▶ [Objective]
Give an exact copy of every line, leaving images out.

* Begin Given information *

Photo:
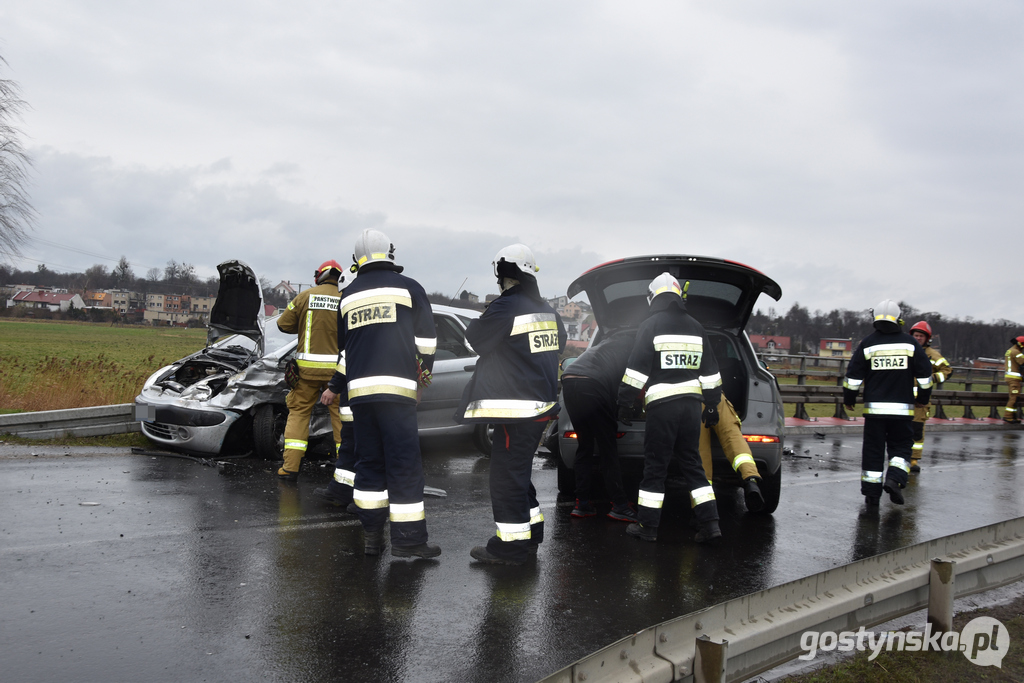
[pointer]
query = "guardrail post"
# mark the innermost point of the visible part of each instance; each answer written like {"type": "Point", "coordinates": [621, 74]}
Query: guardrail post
{"type": "Point", "coordinates": [800, 412]}
{"type": "Point", "coordinates": [709, 664]}
{"type": "Point", "coordinates": [940, 595]}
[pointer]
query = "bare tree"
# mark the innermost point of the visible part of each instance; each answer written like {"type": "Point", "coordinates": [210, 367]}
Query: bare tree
{"type": "Point", "coordinates": [16, 214]}
{"type": "Point", "coordinates": [123, 274]}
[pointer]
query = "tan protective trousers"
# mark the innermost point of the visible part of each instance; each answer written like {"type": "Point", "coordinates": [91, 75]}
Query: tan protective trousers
{"type": "Point", "coordinates": [921, 414]}
{"type": "Point", "coordinates": [300, 402]}
{"type": "Point", "coordinates": [730, 435]}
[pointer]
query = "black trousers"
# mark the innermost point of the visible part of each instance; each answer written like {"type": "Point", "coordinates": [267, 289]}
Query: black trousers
{"type": "Point", "coordinates": [344, 467]}
{"type": "Point", "coordinates": [592, 410]}
{"type": "Point", "coordinates": [674, 431]}
{"type": "Point", "coordinates": [389, 471]}
{"type": "Point", "coordinates": [881, 434]}
{"type": "Point", "coordinates": [513, 498]}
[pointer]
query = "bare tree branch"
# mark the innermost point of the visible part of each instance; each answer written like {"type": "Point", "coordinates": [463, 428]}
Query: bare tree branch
{"type": "Point", "coordinates": [16, 212]}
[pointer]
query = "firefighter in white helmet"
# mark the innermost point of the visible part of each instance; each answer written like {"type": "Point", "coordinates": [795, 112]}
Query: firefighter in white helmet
{"type": "Point", "coordinates": [672, 358]}
{"type": "Point", "coordinates": [890, 365]}
{"type": "Point", "coordinates": [387, 331]}
{"type": "Point", "coordinates": [941, 370]}
{"type": "Point", "coordinates": [313, 315]}
{"type": "Point", "coordinates": [514, 387]}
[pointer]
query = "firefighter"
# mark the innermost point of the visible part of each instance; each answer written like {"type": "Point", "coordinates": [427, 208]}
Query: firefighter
{"type": "Point", "coordinates": [387, 331]}
{"type": "Point", "coordinates": [730, 436]}
{"type": "Point", "coordinates": [673, 359]}
{"type": "Point", "coordinates": [515, 388]}
{"type": "Point", "coordinates": [589, 388]}
{"type": "Point", "coordinates": [313, 315]}
{"type": "Point", "coordinates": [1015, 360]}
{"type": "Point", "coordinates": [941, 370]}
{"type": "Point", "coordinates": [339, 492]}
{"type": "Point", "coordinates": [890, 365]}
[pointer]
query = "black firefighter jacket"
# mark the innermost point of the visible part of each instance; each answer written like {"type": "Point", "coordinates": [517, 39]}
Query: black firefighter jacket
{"type": "Point", "coordinates": [889, 366]}
{"type": "Point", "coordinates": [384, 322]}
{"type": "Point", "coordinates": [518, 338]}
{"type": "Point", "coordinates": [672, 357]}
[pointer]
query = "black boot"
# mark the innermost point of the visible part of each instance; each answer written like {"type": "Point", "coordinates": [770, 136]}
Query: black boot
{"type": "Point", "coordinates": [752, 494]}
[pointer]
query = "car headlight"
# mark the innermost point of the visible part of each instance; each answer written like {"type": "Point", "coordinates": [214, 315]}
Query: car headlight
{"type": "Point", "coordinates": [198, 392]}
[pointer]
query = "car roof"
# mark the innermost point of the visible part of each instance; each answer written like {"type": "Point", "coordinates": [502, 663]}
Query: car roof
{"type": "Point", "coordinates": [722, 293]}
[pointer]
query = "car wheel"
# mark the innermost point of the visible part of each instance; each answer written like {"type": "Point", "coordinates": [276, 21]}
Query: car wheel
{"type": "Point", "coordinates": [482, 435]}
{"type": "Point", "coordinates": [268, 431]}
{"type": "Point", "coordinates": [771, 488]}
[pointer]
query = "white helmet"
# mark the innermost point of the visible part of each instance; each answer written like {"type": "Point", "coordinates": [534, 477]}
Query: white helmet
{"type": "Point", "coordinates": [663, 284]}
{"type": "Point", "coordinates": [886, 316]}
{"type": "Point", "coordinates": [518, 255]}
{"type": "Point", "coordinates": [372, 247]}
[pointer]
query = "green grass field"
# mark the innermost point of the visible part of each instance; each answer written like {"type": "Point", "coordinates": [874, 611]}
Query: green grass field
{"type": "Point", "coordinates": [47, 365]}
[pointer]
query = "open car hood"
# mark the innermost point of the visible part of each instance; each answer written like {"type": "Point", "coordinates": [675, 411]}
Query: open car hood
{"type": "Point", "coordinates": [239, 309]}
{"type": "Point", "coordinates": [721, 295]}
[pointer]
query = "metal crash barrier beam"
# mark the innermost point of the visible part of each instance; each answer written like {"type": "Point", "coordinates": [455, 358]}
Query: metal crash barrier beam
{"type": "Point", "coordinates": [95, 421]}
{"type": "Point", "coordinates": [741, 638]}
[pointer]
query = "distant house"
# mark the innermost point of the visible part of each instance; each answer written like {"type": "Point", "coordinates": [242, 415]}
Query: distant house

* End Given information *

▶ [Response to the exercise]
Photo:
[pointer]
query = "guardrail post"
# mark the innermost point of the visible part of each instance; each answer written like {"type": "Point", "coordinates": [621, 74]}
Query: guardrail post
{"type": "Point", "coordinates": [800, 412]}
{"type": "Point", "coordinates": [709, 664]}
{"type": "Point", "coordinates": [940, 595]}
[pointer]
query = "bare tree"
# mark the innermost point of the visible part of each instance; each answer written like {"type": "Point", "coordinates": [210, 367]}
Query: bare tree
{"type": "Point", "coordinates": [16, 214]}
{"type": "Point", "coordinates": [123, 274]}
[pointer]
query = "tan protective trousers"
# mark the innermost point of the visible part of each instance; each answer written like {"type": "Point", "coordinates": [91, 75]}
Query: tan protective trousers
{"type": "Point", "coordinates": [921, 414]}
{"type": "Point", "coordinates": [300, 402]}
{"type": "Point", "coordinates": [730, 435]}
[pointer]
query = "black trousers"
# mark the innermost point of the visible part of each instance; each answer written like {"type": "Point", "coordinates": [267, 289]}
Query: black trousers
{"type": "Point", "coordinates": [344, 467]}
{"type": "Point", "coordinates": [592, 410]}
{"type": "Point", "coordinates": [674, 431]}
{"type": "Point", "coordinates": [389, 471]}
{"type": "Point", "coordinates": [881, 434]}
{"type": "Point", "coordinates": [513, 498]}
[pointer]
query = "bare tree branch"
# mark the innermost point of the visible part of each instance; each answer written like {"type": "Point", "coordinates": [463, 428]}
Query: bare tree branch
{"type": "Point", "coordinates": [16, 212]}
[pointer]
query = "firefighter in white helmet"
# mark the innermost point of the visible part of each instance; each answer written like {"type": "Point", "coordinates": [795, 112]}
Query: firefighter in white helmet
{"type": "Point", "coordinates": [672, 358]}
{"type": "Point", "coordinates": [890, 365]}
{"type": "Point", "coordinates": [387, 331]}
{"type": "Point", "coordinates": [941, 370]}
{"type": "Point", "coordinates": [313, 315]}
{"type": "Point", "coordinates": [514, 387]}
[pointer]
query = "firefighter"
# mark the innermost point of the visible part of each instance; each answer written like {"type": "Point", "coordinates": [427, 208]}
Query: firefighter
{"type": "Point", "coordinates": [387, 331]}
{"type": "Point", "coordinates": [730, 436]}
{"type": "Point", "coordinates": [673, 359]}
{"type": "Point", "coordinates": [515, 388]}
{"type": "Point", "coordinates": [589, 388]}
{"type": "Point", "coordinates": [313, 315]}
{"type": "Point", "coordinates": [1015, 360]}
{"type": "Point", "coordinates": [941, 370]}
{"type": "Point", "coordinates": [339, 492]}
{"type": "Point", "coordinates": [890, 365]}
[pointer]
query = "black firefighter jacket"
# mark the innermost point of the visible part of each instance; each answer written like {"type": "Point", "coordinates": [517, 39]}
Query: black firefighter jacket
{"type": "Point", "coordinates": [889, 366]}
{"type": "Point", "coordinates": [384, 322]}
{"type": "Point", "coordinates": [518, 338]}
{"type": "Point", "coordinates": [672, 357]}
[pointer]
query = "black boot"
# mark the innermost point of the visible part of each instance; each answer written like {"type": "Point", "coordinates": [770, 136]}
Query: black boot
{"type": "Point", "coordinates": [752, 494]}
[pointer]
query = "car headlight"
# mark the innermost point of the visible part of each instance; each answer written like {"type": "Point", "coordinates": [214, 315]}
Query: car headlight
{"type": "Point", "coordinates": [198, 392]}
[pointer]
query = "car roof"
# mark the innermost point of the visible part of each instance; each answer written like {"type": "Point", "coordinates": [502, 663]}
Query: car roof
{"type": "Point", "coordinates": [722, 293]}
[pointer]
query = "car wheel"
# mark the innermost point of the visible part of each instance; each answer written like {"type": "Point", "coordinates": [276, 21]}
Query: car wheel
{"type": "Point", "coordinates": [482, 435]}
{"type": "Point", "coordinates": [268, 431]}
{"type": "Point", "coordinates": [771, 488]}
[pointer]
query = "white helmet"
# mark the innermost point of the visible part of each instance; each answer written like {"type": "Point", "coordinates": [534, 477]}
Query: white helmet
{"type": "Point", "coordinates": [663, 284]}
{"type": "Point", "coordinates": [886, 316]}
{"type": "Point", "coordinates": [518, 255]}
{"type": "Point", "coordinates": [372, 247]}
[pointer]
query = "green grass field"
# mark the innermost point of the visible part of each instance; each answer written like {"type": "Point", "coordinates": [874, 611]}
Query: green grass field
{"type": "Point", "coordinates": [47, 365]}
[pointer]
query = "open car hood"
# mark the innermost point of the visible part of each instance; each answer written like {"type": "Point", "coordinates": [675, 411]}
Query: open car hood
{"type": "Point", "coordinates": [239, 309]}
{"type": "Point", "coordinates": [721, 295]}
[pointer]
query = "metal crash barrier beam"
# mark the innermost point of the visible part of each instance; each answer written like {"type": "Point", "coordinates": [455, 358]}
Query: metal crash barrier beam
{"type": "Point", "coordinates": [95, 421]}
{"type": "Point", "coordinates": [741, 638]}
[pointer]
query = "distant house"
# mark the innermost point of the visible part of each instance; each answer written like {"type": "Point", "coordinates": [242, 415]}
Query: distant house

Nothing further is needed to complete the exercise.